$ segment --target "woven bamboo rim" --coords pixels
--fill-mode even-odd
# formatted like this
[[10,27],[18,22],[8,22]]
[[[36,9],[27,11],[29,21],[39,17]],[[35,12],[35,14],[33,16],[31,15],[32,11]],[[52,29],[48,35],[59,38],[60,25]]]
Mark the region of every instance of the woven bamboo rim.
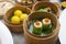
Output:
[[[38,14],[38,15],[37,15]],[[44,14],[44,15],[43,15]],[[47,15],[46,15],[47,14]],[[51,14],[51,15],[50,15]],[[30,20],[32,20],[32,19],[35,19],[35,16],[36,18],[40,18],[40,16],[50,16],[52,20],[55,20],[55,21],[53,21],[55,24],[54,24],[54,31],[53,31],[53,34],[51,34],[50,36],[52,36],[52,35],[54,35],[54,33],[56,32],[56,30],[57,30],[57,25],[58,25],[58,22],[57,22],[57,18],[54,15],[54,14],[52,14],[52,13],[47,13],[47,12],[33,12],[33,13],[31,13],[29,16],[28,16],[28,19],[24,21],[24,23],[23,23],[23,30],[24,30],[24,33],[28,33],[29,35],[31,35],[31,36],[34,36],[34,37],[45,37],[45,36],[37,36],[37,35],[34,35],[34,34],[32,34],[32,33],[30,33],[29,31],[28,31],[28,22],[29,22],[29,19]],[[47,37],[50,37],[50,36],[47,36]]]
[[26,3],[26,4],[23,4],[22,2],[19,2],[18,0],[14,0],[19,6],[24,6],[24,7],[29,7],[29,8],[32,8],[33,7],[33,4],[36,2],[36,0],[35,0],[35,2],[34,3]]
[[32,11],[37,11],[40,8],[44,8],[44,7],[51,7],[53,10],[55,10],[55,14],[58,18],[59,16],[59,9],[55,3],[52,2],[46,2],[46,1],[41,1],[41,2],[36,2],[33,8]]

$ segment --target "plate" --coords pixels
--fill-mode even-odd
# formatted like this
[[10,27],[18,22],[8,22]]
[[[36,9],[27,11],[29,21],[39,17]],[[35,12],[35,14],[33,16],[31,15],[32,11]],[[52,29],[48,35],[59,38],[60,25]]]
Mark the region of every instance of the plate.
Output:
[[9,29],[0,21],[0,44],[13,44]]
[[59,16],[61,30],[59,40],[62,44],[66,44],[66,9],[61,13]]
-*-
» **Directions for this task**
Extract both entries above line for line without any changes, but leave out the picture.

» **Response to this task**
$ segment --target "woven bamboo rim" --coords pixels
--fill-mode even-odd
# formatted like this
[[10,27],[18,22],[8,22]]
[[[36,9],[27,11],[29,21],[39,17]],[[35,12],[35,14],[33,16],[31,15],[32,11]],[[52,29],[48,35],[59,38],[60,25]]]
Mark the region of every instance of the woven bamboo rim.
Output:
[[[38,14],[38,15],[37,15]],[[44,14],[44,15],[43,15]],[[47,15],[46,15],[47,14]],[[51,14],[51,15],[50,15]],[[30,20],[32,20],[32,19],[35,19],[35,16],[36,18],[40,18],[40,16],[50,16],[52,20],[55,20],[55,21],[53,21],[55,24],[54,24],[54,31],[53,31],[53,34],[51,34],[50,36],[52,36],[52,35],[54,35],[54,33],[56,32],[56,30],[57,30],[57,25],[58,25],[58,22],[57,22],[57,18],[54,15],[54,14],[52,14],[52,13],[47,13],[47,12],[33,12],[33,13],[31,13],[29,16],[28,16],[28,19],[24,21],[24,23],[23,23],[23,30],[24,30],[24,33],[28,33],[29,35],[31,35],[31,36],[34,36],[34,37],[45,37],[45,36],[37,36],[37,35],[34,35],[34,34],[32,34],[32,33],[30,33],[29,31],[28,31],[28,22],[29,22],[29,19]],[[47,37],[50,37],[50,36],[47,36]]]
[[26,3],[26,4],[23,4],[22,2],[19,2],[18,0],[14,0],[19,6],[24,6],[24,7],[29,7],[29,8],[32,8],[33,7],[33,4],[36,2],[36,0],[35,0],[35,2],[34,3]]
[[32,11],[37,11],[40,8],[44,8],[44,7],[51,7],[53,10],[55,10],[55,14],[58,18],[59,16],[59,9],[55,3],[52,2],[46,2],[46,1],[41,1],[41,2],[36,2],[33,8]]

$ segment --target "plate" --coords pixels
--fill-mode even-odd
# formatted like this
[[10,27],[18,22],[8,22]]
[[[36,9],[27,11],[29,21],[39,17]],[[35,12],[35,14],[33,16],[31,15],[32,11]],[[52,29],[48,35],[59,38],[60,25]]]
Mark the region of every instance of the plate.
Output:
[[9,29],[0,21],[0,44],[13,44]]
[[59,16],[61,30],[59,40],[62,44],[66,44],[66,9],[61,13]]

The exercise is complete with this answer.